Rainbows For Luck (left) jumps beside Music To My Ears (right) to finish first and second respectively in the Landhope Cup Timber race at the Willowdale Steeplechase.
Tailgating and chasing go well together. Add a beautiful day in the country and it has become a Mother’s Day tradition in Chester County to spend the day with Mom at the Willowdale Steeplechases. From the horseman’s view, the May 13 races were a great venue for the talent based around the Unionville, PA area.
The featured race was the Willowdale Steeplechase, a 3-½ mile timber race for amateur riders with a purse of $15,000. Winning the race was Augustin Stables’ Radio Flyer, and Irish bred gelding trained by Richard Valentine and ridden by Darren Nagle.
Conrad Hankin on Battle Op set the pace for most of the race, while Nagle kept Radio Flyer running second by one to five lengths until they made the long turn into the final stretch. By the time they took the last of 22 jumps Radio Flyer had closed the gap and taken the lead away from Battle Op, going on to win, followed by Jackson Roberts on Brands Hatch while Battle Op hung on for third.

(Stored data entries)
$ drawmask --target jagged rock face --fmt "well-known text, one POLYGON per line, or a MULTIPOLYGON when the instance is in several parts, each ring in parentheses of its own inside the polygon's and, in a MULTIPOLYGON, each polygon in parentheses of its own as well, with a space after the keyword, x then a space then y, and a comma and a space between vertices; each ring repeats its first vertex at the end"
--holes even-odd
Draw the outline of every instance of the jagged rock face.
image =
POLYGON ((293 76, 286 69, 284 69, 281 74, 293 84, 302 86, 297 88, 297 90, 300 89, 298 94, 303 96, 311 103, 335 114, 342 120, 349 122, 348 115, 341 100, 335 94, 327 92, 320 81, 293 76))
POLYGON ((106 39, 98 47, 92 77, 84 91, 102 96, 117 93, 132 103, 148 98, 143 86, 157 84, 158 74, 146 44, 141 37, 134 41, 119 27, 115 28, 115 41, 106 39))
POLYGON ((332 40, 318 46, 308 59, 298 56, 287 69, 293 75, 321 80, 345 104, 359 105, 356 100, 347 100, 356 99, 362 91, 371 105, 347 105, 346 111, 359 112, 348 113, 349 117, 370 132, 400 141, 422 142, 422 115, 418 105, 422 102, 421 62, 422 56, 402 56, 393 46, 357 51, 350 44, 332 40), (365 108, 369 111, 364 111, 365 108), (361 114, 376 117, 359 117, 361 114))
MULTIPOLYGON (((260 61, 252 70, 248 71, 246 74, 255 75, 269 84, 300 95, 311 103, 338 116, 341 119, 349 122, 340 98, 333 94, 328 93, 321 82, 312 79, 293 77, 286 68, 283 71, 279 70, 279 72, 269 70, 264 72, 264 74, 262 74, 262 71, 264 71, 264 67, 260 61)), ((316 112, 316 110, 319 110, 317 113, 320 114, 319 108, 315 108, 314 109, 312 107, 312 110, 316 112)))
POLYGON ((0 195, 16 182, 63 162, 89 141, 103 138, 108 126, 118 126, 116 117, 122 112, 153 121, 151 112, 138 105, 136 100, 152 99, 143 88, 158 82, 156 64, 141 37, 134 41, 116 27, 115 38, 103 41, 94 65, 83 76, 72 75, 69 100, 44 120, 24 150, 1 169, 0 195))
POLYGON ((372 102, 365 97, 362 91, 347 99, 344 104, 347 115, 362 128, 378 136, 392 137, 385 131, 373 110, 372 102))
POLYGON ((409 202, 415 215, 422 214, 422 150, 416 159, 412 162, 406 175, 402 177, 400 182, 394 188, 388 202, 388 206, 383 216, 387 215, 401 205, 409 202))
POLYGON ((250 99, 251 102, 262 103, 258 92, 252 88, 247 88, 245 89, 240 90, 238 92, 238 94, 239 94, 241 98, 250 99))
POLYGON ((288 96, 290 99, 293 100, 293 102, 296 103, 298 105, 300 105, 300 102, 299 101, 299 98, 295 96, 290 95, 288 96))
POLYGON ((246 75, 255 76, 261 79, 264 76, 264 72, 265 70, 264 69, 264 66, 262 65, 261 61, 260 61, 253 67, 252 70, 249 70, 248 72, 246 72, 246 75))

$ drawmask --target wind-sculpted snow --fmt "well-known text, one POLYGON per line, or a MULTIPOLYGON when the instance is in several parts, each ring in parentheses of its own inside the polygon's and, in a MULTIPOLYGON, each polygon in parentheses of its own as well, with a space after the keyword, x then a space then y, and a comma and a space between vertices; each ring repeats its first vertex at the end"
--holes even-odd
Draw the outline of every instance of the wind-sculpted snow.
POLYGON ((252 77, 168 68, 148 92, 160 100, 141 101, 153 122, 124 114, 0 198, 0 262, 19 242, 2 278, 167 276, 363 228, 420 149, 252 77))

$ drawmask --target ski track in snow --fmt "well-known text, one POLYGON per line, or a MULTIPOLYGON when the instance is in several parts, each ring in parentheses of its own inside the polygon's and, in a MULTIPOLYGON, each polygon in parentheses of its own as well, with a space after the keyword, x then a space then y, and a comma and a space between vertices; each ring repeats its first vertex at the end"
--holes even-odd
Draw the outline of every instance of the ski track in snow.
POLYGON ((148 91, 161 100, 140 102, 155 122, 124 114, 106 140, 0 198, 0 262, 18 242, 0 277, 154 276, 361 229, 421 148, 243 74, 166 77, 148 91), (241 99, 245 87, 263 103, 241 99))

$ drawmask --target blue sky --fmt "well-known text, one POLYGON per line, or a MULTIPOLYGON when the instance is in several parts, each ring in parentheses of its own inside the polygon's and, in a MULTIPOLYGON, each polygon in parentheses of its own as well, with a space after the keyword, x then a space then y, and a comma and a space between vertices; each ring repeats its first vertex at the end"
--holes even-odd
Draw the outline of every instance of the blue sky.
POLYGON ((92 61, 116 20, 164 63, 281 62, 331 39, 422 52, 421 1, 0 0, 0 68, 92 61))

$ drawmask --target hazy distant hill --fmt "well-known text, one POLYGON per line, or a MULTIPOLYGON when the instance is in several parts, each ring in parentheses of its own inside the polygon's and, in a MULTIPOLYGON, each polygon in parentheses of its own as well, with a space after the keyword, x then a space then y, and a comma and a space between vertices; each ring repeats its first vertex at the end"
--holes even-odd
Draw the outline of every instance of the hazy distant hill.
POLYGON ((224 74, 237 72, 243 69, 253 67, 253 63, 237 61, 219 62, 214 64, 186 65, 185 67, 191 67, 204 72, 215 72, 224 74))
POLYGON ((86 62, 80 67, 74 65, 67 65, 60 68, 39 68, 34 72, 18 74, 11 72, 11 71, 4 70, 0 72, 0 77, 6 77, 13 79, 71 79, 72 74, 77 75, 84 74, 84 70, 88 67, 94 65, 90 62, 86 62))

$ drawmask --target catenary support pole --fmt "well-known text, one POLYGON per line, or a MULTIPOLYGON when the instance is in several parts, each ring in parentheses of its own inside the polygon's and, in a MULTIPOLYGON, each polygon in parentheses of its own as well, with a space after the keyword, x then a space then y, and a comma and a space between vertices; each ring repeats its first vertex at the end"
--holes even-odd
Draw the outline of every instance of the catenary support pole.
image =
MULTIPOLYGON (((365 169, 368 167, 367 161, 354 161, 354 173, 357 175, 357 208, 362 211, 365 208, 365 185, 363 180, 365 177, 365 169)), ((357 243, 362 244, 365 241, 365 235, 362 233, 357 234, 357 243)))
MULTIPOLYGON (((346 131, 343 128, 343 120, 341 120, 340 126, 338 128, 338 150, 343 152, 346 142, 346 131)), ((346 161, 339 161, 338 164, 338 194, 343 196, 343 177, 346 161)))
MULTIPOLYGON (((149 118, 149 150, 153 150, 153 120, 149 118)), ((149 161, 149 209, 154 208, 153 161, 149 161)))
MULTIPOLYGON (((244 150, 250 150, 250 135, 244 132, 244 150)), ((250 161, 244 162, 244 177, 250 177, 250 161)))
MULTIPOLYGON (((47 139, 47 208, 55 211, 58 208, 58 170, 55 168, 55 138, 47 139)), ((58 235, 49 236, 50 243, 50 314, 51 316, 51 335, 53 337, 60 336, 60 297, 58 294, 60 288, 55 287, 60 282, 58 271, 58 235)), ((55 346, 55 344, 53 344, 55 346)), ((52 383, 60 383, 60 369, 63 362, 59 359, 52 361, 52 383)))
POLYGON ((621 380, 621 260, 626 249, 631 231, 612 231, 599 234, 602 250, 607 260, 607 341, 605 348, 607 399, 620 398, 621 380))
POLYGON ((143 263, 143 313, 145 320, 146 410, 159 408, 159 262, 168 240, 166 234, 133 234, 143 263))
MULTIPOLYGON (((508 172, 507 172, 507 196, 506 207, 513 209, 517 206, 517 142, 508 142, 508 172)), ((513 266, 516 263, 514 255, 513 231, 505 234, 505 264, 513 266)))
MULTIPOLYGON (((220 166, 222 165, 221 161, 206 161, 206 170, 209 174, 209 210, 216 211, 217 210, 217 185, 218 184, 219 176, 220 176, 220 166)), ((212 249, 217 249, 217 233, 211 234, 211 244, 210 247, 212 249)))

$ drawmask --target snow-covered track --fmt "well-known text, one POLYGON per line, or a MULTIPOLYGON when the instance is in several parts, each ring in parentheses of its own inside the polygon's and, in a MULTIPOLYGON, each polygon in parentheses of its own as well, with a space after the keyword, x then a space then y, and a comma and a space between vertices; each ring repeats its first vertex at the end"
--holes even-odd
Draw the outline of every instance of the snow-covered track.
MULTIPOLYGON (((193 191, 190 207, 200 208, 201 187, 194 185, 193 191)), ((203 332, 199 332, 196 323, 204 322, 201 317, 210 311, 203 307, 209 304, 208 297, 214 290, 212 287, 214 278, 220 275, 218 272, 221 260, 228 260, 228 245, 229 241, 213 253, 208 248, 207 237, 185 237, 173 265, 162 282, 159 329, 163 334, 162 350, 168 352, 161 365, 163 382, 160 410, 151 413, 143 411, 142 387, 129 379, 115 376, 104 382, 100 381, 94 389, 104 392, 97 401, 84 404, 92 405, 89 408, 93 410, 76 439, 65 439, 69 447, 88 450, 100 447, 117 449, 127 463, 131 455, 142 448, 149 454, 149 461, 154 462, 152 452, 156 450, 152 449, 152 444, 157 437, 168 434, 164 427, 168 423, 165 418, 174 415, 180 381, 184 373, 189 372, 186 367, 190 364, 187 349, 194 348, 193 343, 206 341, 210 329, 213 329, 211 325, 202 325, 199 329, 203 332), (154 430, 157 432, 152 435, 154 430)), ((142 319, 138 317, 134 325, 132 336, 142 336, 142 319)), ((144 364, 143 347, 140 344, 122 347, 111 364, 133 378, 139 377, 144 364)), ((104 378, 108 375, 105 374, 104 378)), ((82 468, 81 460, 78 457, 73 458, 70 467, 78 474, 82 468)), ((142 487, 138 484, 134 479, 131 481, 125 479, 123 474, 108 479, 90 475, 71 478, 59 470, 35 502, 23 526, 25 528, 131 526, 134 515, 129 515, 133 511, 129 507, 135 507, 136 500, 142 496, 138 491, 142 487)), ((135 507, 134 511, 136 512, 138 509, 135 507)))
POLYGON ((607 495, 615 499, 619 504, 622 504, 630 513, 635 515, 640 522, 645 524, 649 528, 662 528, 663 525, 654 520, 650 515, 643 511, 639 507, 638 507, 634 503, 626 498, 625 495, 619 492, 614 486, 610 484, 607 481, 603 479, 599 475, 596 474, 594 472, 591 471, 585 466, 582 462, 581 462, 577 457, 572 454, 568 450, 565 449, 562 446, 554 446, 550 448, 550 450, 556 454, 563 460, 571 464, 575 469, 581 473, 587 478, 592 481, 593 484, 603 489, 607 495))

▸ TASK DETAILS:
Reproduce the passage of the Willowdale Steeplechase report that begins with "Conrad Hankin on" and ends with "on for third.", word for word.

▸ TASK SOLUTION:
Conrad Hankin on Battle Op set the pace for most of the race, while Nagle kept Radio Flyer running second by one to five lengths until they made the long turn into the final stretch. By the time they took the last of 22 jumps Radio Flyer had closed the gap and taken the lead away from Battle Op, going on to win, followed by Jackson Roberts on Brands Hatch while Battle Op hung on for third.